EXERCISE OBJECTIVE
Please lay out the listing as a Markdown table with the columns "Row" and "Listing line," covering only the stretch that starts at the line containing "[tag] sun glow: a pin per instance" and runs through the final line of the listing, both ends included. Skip any blank lines.

Records from a collection
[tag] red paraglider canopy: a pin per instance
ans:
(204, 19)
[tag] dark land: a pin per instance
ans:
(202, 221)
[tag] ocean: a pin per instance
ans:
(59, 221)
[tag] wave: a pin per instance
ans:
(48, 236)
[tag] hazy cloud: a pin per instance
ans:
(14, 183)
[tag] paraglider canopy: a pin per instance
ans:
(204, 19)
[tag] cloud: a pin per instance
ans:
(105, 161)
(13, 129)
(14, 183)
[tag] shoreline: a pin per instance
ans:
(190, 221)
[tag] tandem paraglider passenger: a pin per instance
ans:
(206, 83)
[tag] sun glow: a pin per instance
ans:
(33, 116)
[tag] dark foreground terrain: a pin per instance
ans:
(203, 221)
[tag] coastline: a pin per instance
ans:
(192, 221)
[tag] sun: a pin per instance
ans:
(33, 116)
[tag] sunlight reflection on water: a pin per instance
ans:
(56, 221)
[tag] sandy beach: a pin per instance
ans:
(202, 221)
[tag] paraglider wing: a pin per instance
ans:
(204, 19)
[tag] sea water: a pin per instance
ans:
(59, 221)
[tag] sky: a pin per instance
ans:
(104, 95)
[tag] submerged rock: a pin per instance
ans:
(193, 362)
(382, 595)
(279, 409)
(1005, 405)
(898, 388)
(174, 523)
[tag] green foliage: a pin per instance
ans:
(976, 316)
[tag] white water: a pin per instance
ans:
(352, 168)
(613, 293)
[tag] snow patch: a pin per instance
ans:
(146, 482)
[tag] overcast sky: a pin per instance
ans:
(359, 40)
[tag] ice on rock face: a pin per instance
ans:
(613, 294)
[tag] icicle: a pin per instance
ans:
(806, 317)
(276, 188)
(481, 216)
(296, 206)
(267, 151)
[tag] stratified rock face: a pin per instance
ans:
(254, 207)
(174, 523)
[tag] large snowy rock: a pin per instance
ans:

EXERCISE RESULT
| Row | Listing line |
|---|---|
| 1 | [tag] sun glow: a pin per instance |
| 2 | ans: |
| 3 | (33, 116) |
| 4 | [tag] dark foreground terrain: a pin per instance |
| 5 | ans: |
| 6 | (203, 221) |
| 7 | [tag] coastline: a pin per instance |
| 8 | ans: |
| 9 | (192, 221) |
| 10 | [tag] sun: a pin per instance |
| 11 | ans: |
| 12 | (33, 116) |
| 13 | [tag] sunlight reflection on water: a pin per instance |
| 14 | ans: |
| 15 | (56, 221) |
| 16 | [tag] sandy beach: a pin per instance |
| 17 | ans: |
| 18 | (202, 221) |
| 19 | [tag] paraglider wing: a pin per instance |
| 20 | ans: |
| 21 | (204, 19) |
| 22 | [tag] sea water: a pin per instance |
| 23 | ans: |
| 24 | (59, 221) |
| 25 | [tag] sky: a pin per instance |
| 26 | ans: |
| 27 | (104, 95) |
| 28 | [tag] submerged rock: a pin per instance |
| 29 | ans: |
| 30 | (193, 362) |
| 31 | (382, 595) |
| 32 | (279, 409) |
| 33 | (1005, 405) |
| 34 | (898, 388) |
| 35 | (174, 523) |
| 36 | [tag] green foliage: a pin per instance |
| 37 | ans: |
| 38 | (976, 316) |
| 39 | [tag] white water: a pin per instance |
| 40 | ans: |
| 41 | (352, 168) |
| 42 | (613, 293) |
| 43 | [tag] snow patch: a pin per instance |
| 44 | ans: |
| 45 | (146, 482) |
| 46 | [tag] overcast sky: a pin per instance |
| 47 | ans: |
| 48 | (359, 40) |
| 49 | [tag] ice on rock face: a pin per instance |
| 50 | ans: |
| 51 | (613, 294) |
| 52 | [tag] icicle: a pin per instance |
| 53 | ans: |
| 54 | (806, 317) |
| 55 | (276, 188) |
| 56 | (481, 216) |
| 57 | (296, 206) |
| 58 | (267, 151) |
| 59 | [tag] stratified rock face: a pin per instance |
| 60 | ans: |
| 61 | (254, 207) |
| 62 | (174, 523) |
| 63 | [tag] large snowy rock: a pin per instance |
| 64 | ans: |